**DETALLES DEL EJERCICIO:**
Responde según el texto sobre el matrimonio:
(a) ¿Cuántos años de casados cumplía la pareja de amigos?
(b) ¿Qué frase se dijo en voz alta cuando la novia preguntó qué se opinaba sobre el matrimonio?
(c) ¿Después de cuántos meses de casado ya no se sabía por dónde salir corriendo?
╭─ TEXTO DE REFERENCIA
Cotidianidades... 142

Levanté el vaso con vino para brindar por una pareja de amigos que cumplían tres años de casados, cuando la novia —ahora esposa— se acercó a preguntarme qué opinaba sobre el matrimonio.
Envalentonado por el momento decidí expresar lo primero que me llegó a la mente, sólo que entonces descubrí a la dueña de mis quincenas acomodándose el cabello para escuchar mejor, y yo, sin amilanarme, espeté con voz estentórea para que todos lo oyeran y no sólo ellas:
 —Déjame pensarlo y después te digo.
Y en verdad sigo creyendo que es lo más honesto que podía expresar en ese instante, porque más allá de quienes me rodearan, era un error intentar pronunciarme con unas pocas frases sobre una relación tan compleja y llena de aristas y pasadizos como lo es el matrimonio.
Además, cada quien habla según le va en esta feria llamada vida. En mi caso, por ejemplo, viví muchos años de soltero, y si bien eso me permitió navegar durante varios lustros a mi antojo y por donde se me diera la gana, no es menos cierto que viví épocas de soledad sofocante, y lo que durante largo tiempo disfrute —como la soledad misma—, por momentos llegó a convertirse en un lastre. Fue entonces cuando acepté que eso de andar de “chucho solo” no era tan divertido (para mí), y comencé a considerar la posibilidad de tener una pareja e, incluso, hijos.
Claro, tampoco salí despavorido a buscar el objetivo. Digamos que lo tomé con calmita. Y cuando di el paso definitivo (es decir —pongan música de violines— cuando pasé de los brazos de mi madre a los de mi esposa), lo hice convencido de lo que quería, sabedor de las dificultades que el estar casado implica y dispuesto a dar lo mejor de mí para que tan necesaria institución social siga en pie.
Sí, tú.
A los dos meses ya no sabía por dónde salir corriendo ni cómo descifrar ese nuevo mapa de vida que se me presentaba tan enredado y lleno de complejidades.
Por fin fui testigo y partícipe de cómo una cuestión minúscula se puede convertir en una discusión sin fin que te aleja y te duele y te impide entrar a tu propia casa con el corazón en paz, no importa si detrás de ese enojo hay una lucha de poder, falta de empatía, exceso de orgullo o, las más de las veces, cansancio físico acumulado después de días de trabajar, desvelarte, desmañanarte, atender a los hijos, realizar las tareas de la casa y luchar contra el tráfico, el hastío, tus dudas existenciales y hasta contra el estreñimiento, el resultado es el mismo: sientes que vives en una zona de batalla.
Despacio, comienzas a darte cuenta que de ninguna manera volverás a ser el primero de la fila, las horas que antes con desparpajo las dedicabas a ti mismo se van desvaneciendo y para lograr algunas metas personales, debes robarle minutos al día, acumularlos y tratar de darles uso cuando no eres necesario en casa. Si lo reflexionas, quizá veas que estás luchando contra tu egoísmo, si no, el enemigo es más peligroso en tanto ni siquiera lo puedes enunciar. En cualquier caso debes aprender a vencerlo y a ser feliz de otro modo.
Y entonces, quizá, te preguntes si no estabas mejor solo.
╰─
╭─ DATOS MOSTRADOS
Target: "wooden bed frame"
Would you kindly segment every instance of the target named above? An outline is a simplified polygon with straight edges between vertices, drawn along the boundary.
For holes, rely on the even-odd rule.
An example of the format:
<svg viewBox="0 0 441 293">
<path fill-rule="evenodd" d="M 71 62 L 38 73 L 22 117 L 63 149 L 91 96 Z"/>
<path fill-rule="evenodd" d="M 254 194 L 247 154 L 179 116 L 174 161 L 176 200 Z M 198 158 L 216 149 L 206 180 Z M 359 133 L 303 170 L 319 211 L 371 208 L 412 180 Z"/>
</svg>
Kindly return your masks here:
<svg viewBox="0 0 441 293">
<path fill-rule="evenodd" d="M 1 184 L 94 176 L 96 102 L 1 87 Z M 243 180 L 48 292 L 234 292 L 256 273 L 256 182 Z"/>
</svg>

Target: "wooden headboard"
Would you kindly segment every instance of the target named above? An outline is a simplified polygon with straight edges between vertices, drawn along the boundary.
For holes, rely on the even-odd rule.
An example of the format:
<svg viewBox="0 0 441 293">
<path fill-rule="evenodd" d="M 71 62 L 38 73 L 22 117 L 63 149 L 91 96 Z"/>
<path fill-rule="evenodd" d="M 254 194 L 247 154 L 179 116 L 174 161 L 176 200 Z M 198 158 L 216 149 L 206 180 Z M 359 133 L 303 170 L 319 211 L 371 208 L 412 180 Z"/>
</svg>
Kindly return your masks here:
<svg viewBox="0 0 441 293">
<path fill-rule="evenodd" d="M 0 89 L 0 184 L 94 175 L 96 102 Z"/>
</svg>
╰─
**SOLUCIÓN:**
(a) Tres años.
(b) "Déjame pensarlo y después te digo."
(c) A los dos meses.